# WORK TO COMPLETE
a) Rewrite the paragraph of the passage on scurvy that begins "Lemons were central to a deadly mystery" as a short bulleted list that keeps its main facts.
b) Pick up the passage on scurvy after its last sentence and write the next few sentences.
Start of EXTRACTED TEXT
Lemons were central to a deadly mystery that came to a head in the eighteenth-century and had baffled scientists, doctors, and sailors for hundreds of years. Upon setting sail, normally hale and healthy sailors would become beset with a mysterious illness with unbelievable symptoms. By one account, a dying sailor with 50 year-old wounds watched aghast as his long-healed injury opened anew. In another patient, a bone that had suffered a minor fraction, but had healed years prior, weakened to the point that it appeared as if had never healed at all. Afflicted sailors manifested purple and red blotches, indicating severe hemorrhaging beneath the skin. Their gums bled, their teeth fell out, and patients became so tired and lethargic that any attempt to move, or by others to move them, reportedly killed them in an instant. All in all, the disease was terrifying, even more so because of its mystery. However, as a twenty-first century reader, you may have already guessed the name of the disease that plagued these patients: scurvy.
End of EXTRACTED TEXT
Start of INFORMATION SUPPLIED
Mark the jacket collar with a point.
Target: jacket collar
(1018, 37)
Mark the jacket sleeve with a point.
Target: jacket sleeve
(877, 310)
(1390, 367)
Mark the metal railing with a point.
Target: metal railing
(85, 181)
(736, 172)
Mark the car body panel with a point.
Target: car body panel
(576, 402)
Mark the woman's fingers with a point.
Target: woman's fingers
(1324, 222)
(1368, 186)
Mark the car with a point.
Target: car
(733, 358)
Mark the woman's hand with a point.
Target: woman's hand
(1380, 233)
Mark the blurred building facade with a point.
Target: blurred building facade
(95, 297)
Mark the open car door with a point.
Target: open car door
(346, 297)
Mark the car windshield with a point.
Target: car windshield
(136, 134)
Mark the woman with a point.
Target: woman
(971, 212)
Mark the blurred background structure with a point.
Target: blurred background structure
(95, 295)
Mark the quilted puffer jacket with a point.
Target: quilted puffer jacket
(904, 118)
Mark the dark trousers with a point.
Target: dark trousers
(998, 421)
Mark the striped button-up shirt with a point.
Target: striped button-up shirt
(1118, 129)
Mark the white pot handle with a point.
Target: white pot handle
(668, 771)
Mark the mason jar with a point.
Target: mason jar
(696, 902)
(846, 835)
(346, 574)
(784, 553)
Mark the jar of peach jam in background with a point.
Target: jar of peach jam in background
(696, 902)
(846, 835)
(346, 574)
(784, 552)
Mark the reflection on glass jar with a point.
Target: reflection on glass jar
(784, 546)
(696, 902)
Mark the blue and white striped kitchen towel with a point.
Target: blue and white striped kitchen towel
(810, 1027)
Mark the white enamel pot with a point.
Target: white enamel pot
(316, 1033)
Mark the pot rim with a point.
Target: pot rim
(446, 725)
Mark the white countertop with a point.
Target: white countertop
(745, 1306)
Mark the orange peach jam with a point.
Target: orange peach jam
End of INFORMATION SUPPLIED
# WRITTEN RESPONSES
a)
- Lemons were central to a deadly mystery that came to a head in the eighteenth century and had baffled scientists, doctors, and sailors for hundreds of years.
- Once at sea, healthy sailors fell ill with a mysterious disease.
- Its symptoms were unbelievable: a dying sailor's 50-year-old wound reopened, and a bone that had healed years before weakened as if it had never healed.
- Sufferers had purple and red blotches from bleeding under the skin, bleeding gums, and lost teeth.
- They became so tired and weak that moving, or being moved, reportedly killed them instantly.
- The disease was terrifying, even more so because no one understood it.
- Today's readers may already know its name: scurvy.

b)
Today, scurvy is mostly eradicated. Scurvy can be cured or prevented by simply consuming foods that contain vitamin C, and scurvy doesn’t even manifest until six months of complete vitamin C deficiency. Basically, to get scurvy, you have to have absolutely no vitamin C for months on end. It’s difficult to get, very easy to cure, but the effects are catastrophic, and this juxtaposition of the disproportionately simple cure and horrific symptoms is what makes scurvy such a striking disease.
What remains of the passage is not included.